--- BEGIN ---

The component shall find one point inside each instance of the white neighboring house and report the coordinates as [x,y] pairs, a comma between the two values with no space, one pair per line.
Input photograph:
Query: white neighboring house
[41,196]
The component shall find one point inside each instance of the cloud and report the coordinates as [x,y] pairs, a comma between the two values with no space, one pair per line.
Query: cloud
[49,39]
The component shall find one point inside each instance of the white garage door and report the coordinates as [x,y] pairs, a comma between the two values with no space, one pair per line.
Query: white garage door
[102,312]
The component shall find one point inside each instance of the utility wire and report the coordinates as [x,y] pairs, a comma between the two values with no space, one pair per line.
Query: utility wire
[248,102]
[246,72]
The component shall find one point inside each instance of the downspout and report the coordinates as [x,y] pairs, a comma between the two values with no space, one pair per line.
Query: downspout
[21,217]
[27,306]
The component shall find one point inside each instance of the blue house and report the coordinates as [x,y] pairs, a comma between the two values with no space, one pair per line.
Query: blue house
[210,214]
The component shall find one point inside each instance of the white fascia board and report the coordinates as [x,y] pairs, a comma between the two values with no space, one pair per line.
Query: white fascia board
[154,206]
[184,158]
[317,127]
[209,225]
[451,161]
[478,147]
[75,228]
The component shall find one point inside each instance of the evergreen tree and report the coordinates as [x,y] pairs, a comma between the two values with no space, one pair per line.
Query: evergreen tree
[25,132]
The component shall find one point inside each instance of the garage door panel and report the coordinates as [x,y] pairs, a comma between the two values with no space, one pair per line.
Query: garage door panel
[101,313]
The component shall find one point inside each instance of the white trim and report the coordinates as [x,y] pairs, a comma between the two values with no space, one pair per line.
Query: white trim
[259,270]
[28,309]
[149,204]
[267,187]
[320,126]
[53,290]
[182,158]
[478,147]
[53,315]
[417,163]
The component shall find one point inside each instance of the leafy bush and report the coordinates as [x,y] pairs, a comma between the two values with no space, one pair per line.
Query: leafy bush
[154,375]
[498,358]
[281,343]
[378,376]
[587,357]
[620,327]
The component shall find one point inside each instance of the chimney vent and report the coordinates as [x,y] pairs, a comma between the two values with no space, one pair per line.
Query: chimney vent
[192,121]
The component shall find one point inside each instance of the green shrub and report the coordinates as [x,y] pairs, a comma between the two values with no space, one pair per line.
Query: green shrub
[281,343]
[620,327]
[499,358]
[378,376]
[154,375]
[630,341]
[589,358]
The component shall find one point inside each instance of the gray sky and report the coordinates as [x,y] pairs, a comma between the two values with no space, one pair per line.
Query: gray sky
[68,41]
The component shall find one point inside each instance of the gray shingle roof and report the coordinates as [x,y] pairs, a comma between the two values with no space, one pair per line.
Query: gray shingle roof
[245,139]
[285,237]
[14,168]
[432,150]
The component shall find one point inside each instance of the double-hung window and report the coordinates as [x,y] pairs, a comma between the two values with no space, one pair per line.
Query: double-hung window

--- END ---

### Written problem:
Render every one of the lines above as a numbered list, omitting any blank lines.

### Response to the exercise:
1. The component shall find one point inside each instance of the white neighboring house and report the coordinates as [x,y] pairs, a comma between the two values with no space, one pair per line.
2. Input photograph:
3. Query: white neighboring house
4. [41,196]
5. The component shall find one point inside each instance of the cloud and report the coordinates as [x,y] pairs, a comma between the two values with no space, one pair per line.
6. Query: cloud
7. [49,39]
8. The component shall find one point inside each instance of the white garage door and report the coordinates as [x,y] pairs, a comma between the two values with no space, one pair per line.
9. Query: white garage door
10. [102,312]
11. The component shall find one point inside each instance of the utility wire and report the coordinates as [x,y] pairs, a comma between the two values with no space, one pair per line.
12. Query: utility wire
13. [248,102]
14. [246,72]
15. The component shall find one point inside each instance of the downspout and report the coordinates as [x,y] pairs, a comma between the two values with no space, one pair per line.
16. Query: downspout
17. [21,217]
18. [27,306]
19. The component shall find one point inside each instance of the blue house and report the coordinates as [x,y] pairs, a comma between the two values with no space, one pair per line.
20. Query: blue house
21. [210,214]
22. The component shall find one point inside each instance of the white fascia board and report the coordinates as [x,y] pairs, a comma between the two values with no space, one pair per line.
23. Query: white fascia board
24. [154,206]
25. [184,158]
26. [317,127]
27. [209,225]
28. [451,161]
29. [478,147]
30. [75,228]
31. The component shall find one point inside each instance of the evergreen tree and report the coordinates as [x,y] pairs, a comma between the two values with no space, one pair per line.
32. Query: evergreen tree
33. [25,132]
34. The component shall find one point inside each instance of the garage door panel and report the coordinates as [x,y] pairs, a comma between the two values with no space, one pair per line.
35. Query: garage door panel
36. [101,313]
37. The component shall find one point inside each instance of the white trim and report the coordinates as [x,y] pairs, a comma between the two values with no space, one pair per line.
38. Query: white trim
39. [259,270]
40. [28,309]
41. [149,204]
42. [267,187]
43. [320,126]
44. [53,290]
45. [182,158]
46. [478,147]
47. [53,315]
48. [417,163]
49. The component shall find one point inside each instance of the leafy bush and report the coordinates as [x,y] pairs, a comma between the two values with no space, one pair per line.
50. Query: leafy bush
51. [154,375]
52. [498,358]
53. [281,343]
54. [378,376]
55. [587,357]
56. [620,327]
57. The component shall find one point inside each instance of the chimney vent and report the coordinates as [x,y] pairs, a comma between the two values with no space, one pair per line.
58. Query: chimney vent
59. [192,121]
60. The component shall find one point inside each instance of the green shrub and report the coordinates as [x,y] pairs, a comma between the two values with no space, one pair per line.
61. Query: green shrub
62. [281,343]
63. [620,327]
64. [499,358]
65. [378,376]
66. [154,375]
67. [630,341]
68. [589,358]
69. The component shall find one point inside each instance of the gray sky and report the coordinates as [x,y] pairs, a comma between the two values with no space, one pair per line.
70. Query: gray sky
71. [68,41]
72. The component shall find one point inside each instance of the gray shingle roof and report the coordinates as [x,y] pairs, a comma between the two values with no space, one pair per line.
73. Query: gray shingle roof
74. [245,139]
75. [285,237]
76. [14,168]
77. [432,150]
78. The component shall find one point inside each instance of the double-hung window and report the coordinates as [x,y] pairs, a comma between the two values with no space, one pair per line.
79. Query: double-hung window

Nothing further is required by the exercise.